Your task is to repeat all of the material exactly.

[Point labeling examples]
▼
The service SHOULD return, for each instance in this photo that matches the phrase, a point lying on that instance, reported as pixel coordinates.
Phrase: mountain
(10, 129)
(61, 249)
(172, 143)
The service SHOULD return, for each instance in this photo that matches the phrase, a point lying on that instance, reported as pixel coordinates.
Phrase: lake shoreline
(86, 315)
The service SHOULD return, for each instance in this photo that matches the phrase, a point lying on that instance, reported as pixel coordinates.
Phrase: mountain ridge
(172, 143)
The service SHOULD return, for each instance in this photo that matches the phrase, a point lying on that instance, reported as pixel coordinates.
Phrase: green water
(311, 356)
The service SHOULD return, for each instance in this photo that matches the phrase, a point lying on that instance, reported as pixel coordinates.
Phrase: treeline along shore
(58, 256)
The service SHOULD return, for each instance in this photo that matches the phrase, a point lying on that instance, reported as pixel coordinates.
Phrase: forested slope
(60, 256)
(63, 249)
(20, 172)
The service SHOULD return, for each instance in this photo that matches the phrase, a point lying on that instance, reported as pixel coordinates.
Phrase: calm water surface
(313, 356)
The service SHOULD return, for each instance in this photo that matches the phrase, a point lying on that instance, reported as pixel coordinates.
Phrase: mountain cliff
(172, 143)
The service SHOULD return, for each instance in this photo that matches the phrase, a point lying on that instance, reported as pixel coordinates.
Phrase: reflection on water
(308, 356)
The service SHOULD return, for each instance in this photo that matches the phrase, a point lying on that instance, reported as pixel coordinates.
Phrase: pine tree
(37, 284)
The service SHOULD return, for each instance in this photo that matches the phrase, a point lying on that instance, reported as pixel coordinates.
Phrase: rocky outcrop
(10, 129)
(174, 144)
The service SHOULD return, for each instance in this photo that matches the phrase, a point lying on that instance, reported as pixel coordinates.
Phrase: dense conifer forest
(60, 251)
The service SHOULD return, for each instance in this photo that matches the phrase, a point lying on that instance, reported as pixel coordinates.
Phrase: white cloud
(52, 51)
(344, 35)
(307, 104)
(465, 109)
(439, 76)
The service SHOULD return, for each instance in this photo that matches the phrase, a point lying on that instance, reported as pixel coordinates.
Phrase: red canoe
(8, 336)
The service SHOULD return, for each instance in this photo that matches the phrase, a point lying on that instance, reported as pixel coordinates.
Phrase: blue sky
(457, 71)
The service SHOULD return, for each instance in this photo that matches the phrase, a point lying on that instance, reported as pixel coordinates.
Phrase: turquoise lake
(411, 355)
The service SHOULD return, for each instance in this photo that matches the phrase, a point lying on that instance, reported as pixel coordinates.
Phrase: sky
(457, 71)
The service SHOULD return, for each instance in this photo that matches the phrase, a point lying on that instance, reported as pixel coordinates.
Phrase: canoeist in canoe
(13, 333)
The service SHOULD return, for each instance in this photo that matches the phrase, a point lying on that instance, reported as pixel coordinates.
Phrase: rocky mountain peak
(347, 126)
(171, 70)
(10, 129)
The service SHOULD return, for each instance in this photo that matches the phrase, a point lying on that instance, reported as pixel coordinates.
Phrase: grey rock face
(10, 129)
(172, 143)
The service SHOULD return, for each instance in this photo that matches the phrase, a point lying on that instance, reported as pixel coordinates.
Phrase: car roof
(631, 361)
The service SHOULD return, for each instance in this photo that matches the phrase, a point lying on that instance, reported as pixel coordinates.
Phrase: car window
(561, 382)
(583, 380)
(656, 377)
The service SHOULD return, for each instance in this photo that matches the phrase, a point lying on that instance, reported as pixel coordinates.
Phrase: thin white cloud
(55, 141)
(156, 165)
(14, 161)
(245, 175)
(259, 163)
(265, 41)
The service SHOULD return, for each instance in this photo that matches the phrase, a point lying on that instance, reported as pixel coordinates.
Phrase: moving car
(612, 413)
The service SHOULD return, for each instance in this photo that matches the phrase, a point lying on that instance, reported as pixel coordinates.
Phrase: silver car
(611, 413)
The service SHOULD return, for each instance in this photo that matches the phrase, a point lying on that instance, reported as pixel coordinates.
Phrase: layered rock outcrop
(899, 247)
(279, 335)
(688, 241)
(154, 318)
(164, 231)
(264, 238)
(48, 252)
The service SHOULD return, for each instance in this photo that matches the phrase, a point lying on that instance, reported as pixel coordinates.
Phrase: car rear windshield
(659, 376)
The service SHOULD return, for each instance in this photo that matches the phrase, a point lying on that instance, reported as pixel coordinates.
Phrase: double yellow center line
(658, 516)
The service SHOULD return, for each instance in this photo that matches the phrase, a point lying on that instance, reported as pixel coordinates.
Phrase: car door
▲
— Finished exercise —
The service SHOULD return, for each instance in this photo that matches the phrase, a point lying on that instance, reported as pixel coordinates.
Phrase: mountain
(10, 129)
(61, 249)
(172, 143)
The service SHOULD return, for each instance in this photo that matches the phrase, a point lying on that instance, reported as pixel coordinates.
Phrase: lake shoreline
(86, 315)
The service SHOULD return, for each instance in this photo that matches the phrase, a point lying on that instance, reported as pixel coordinates.
Phrase: mountain ridge
(172, 143)
The service SHOULD return, for each instance in this photo that matches the phrase, a point lying on that instance, reported as pixel coordinates.
Phrase: green water
(311, 356)
The service SHOULD return, for each instance in this photo that matches the phrase, a point lying on that instance, reported as pixel coordinates.
Phrase: treeline along shore
(58, 256)
The service SHOULD return, for each instance in this photo that matches the phrase, a point lying on that instance, reported as pixel coordinates.
Phrase: forested slope
(60, 256)
(63, 249)
(20, 172)
The service SHOULD return, for each instance in this photo that matches the phrase, a point lying on that instance, reported as pixel coordinates.
Phrase: calm water surface
(313, 356)
The service SHOULD return, for each instance in this photo that matches the phrase, a point lying on that instance, reported as pixel coordinates.
Phrase: mountain cliff
(172, 143)
The service SHOULD return, for each instance in this photo that matches the phrase, a point lying on that instance, reported as pixel coordinates.
Phrase: reflection on water
(308, 356)
The service SHOULD return, for each instance in this photo that matches the phrase, a point lying on that instance, reported as pixel coordinates.
Phrase: pine tree
(37, 284)
The service SHOULD return, for each instance in this photo that matches the phrase, a point lying on that instance, reported as pixel coordinates.
Phrase: rocky outcrop
(10, 129)
(174, 144)
The service SHOULD return, for each instance in this photo that matches the phrase, a point lying on that instance, reported as pixel coordinates.
Phrase: dense conifer forest
(60, 251)
The service SHOULD return, for each instance in this photo that matches the phrase, a point lying on that instance, reported as pixel coordinates.
Phrase: white cloud
(52, 51)
(344, 35)
(307, 104)
(465, 109)
(439, 76)
The service SHOULD return, for each instance in this photo that matches the phrase, a point lying on that instance, reported as pixel coordinates.
Phrase: red canoe
(8, 336)
The service SHOULD return, for each instance in this photo that matches the phrase, a point lying on that instance, reported as pixel coordinates.
Phrase: blue sky
(457, 71)
The service SHOULD return, for each instance in this photo that matches the phrase, a point lying on that instance, reported as pixel coordinates.
Phrase: turquoise lake
(411, 355)
The service SHOULD return, for each instance in this photo that matches the phrase, a point lying on that instance, reported as pixel coordinates.
Phrase: sky
(457, 71)
The service SHOULD return, for each instance in this photo that matches the phrase, a point lying on that instance, reported as pixel coordinates.
Phrase: canoeist in canoe
(13, 333)
The service SHOULD return, for each instance in this photo that matches the phrase, a point lying on that instance, reported as pixel coordinates.
Phrase: rocky mountain peak
(347, 126)
(171, 70)
(10, 129)
The service SHOULD return, for each instance in this photo that matches the phrase, a point lying on that instance, reported as pixel coordinates.
Phrase: grey rock face
(10, 129)
(172, 143)
The service SHOULD return, for each instance in this photo that matches the phrase, a point lying on that instance, reported as pixel coordinates.
Phrase: car roof
(631, 361)
The service SHOULD return, for each instance in this photo that matches the phrase, a point lying on that instance, reported as pixel coordinates.
Phrase: car window
(561, 382)
(583, 380)
(656, 377)
The service SHOULD return, for each instance in this photo that matches the phrase, a point lying on that instance, reported as pixel coordinates.
Phrase: thin white cloud
(55, 141)
(156, 165)
(14, 161)
(245, 175)
(259, 163)
(265, 41)
The service SHOULD return, for each instance in this photo that matches the phrase, a point lying on that instance, reported as pixel coordinates.
Phrase: moving car
(612, 413)
The service SHOULD return, for each instance in this photo that matches the phrase, a point lying on that instance, reported as pixel coordinates.
Phrase: silver car
(611, 413)
The service SHOULD return, for each instance in this photo that matches the phrase, a point lying on that instance, reported as pixel coordinates.
Phrase: layered rock outcrop
(899, 247)
(279, 335)
(688, 241)
(154, 318)
(164, 231)
(264, 238)
(48, 252)
The service SHOULD return, for each instance in this photo that matches the phrase, a point lying on that instance, reported as pixel coordinates.
Phrase: car rear windshield
(659, 376)
The service SHOULD return, for each instance in this photo that matches the phrase, a point lying on that instance, reported as pixel coordinates.
Phrase: double yellow center line
(658, 516)
The service SHOULD return, for each instance in this photo that matches the phrase, a point lying on that instance, reported as pixel coordinates.
Phrase: car door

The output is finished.